== Problem set ==
• a. In the opinion piece on defined benefit retirement plans, why are 401(k)-style accounts described as inefficient?
• b. Summarize the opinion piece on defined benefit retirement plans in two sentences.

-- Start Selected extract --

Thursday, July 21, 2011
Wednesday, July 20, 2011
The Case for Defined Benefits and Retirement Security!
Subject: The Case for Defined Benefits and Retirement Security!
July20, 2011
By Willie L. Pelote Sr.
In America, anybody who works for a living should be able to afford to retire.
That's why shunting newly hired and/or existing civil servants into defined contribution or 401(k)-style plans to save taxpayers money, as a new report [4] by the Kellogg School of Management and the Simon School of Business suggests doing, is a bad idea.
Doing this will actually cost taxpayers more money and severely weaken retirement security for all Americans.
This is because 401(k)-style plans are inferior to, and less efficient than, traditional, defined benefit retirement plans or pensions.
Inferior because few individuals have ever saved enough money through stock market investments in a 401(k) to finance an adequate retirement.
Inefficient because 401(k)-style accounts are more expensive to maintain than traditional, defined benefit plans.

-- End Selected extract --
-- Start Given data --

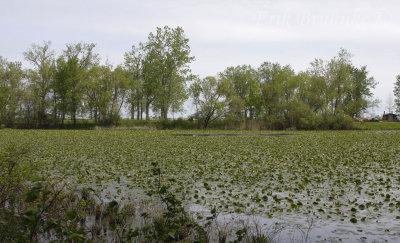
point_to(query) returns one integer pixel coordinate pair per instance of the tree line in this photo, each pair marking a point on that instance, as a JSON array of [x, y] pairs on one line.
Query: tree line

-- End Given data --

== Task-by-task answers ==
• a. They are more expensive to maintain than traditional defined benefit plans.

• b. The piece argues that moving civil servants into defined contribution or 401(k)-style plans to save taxpayers money, as a report from the Kellogg and Simon business schools suggests, is a bad idea that would cost taxpayers more and weaken retirement security for all Americans. It holds that such plans are inferior to traditional pensions because few people save enough through them to finance an adequate retirement, and less efficient because they cost more to maintain.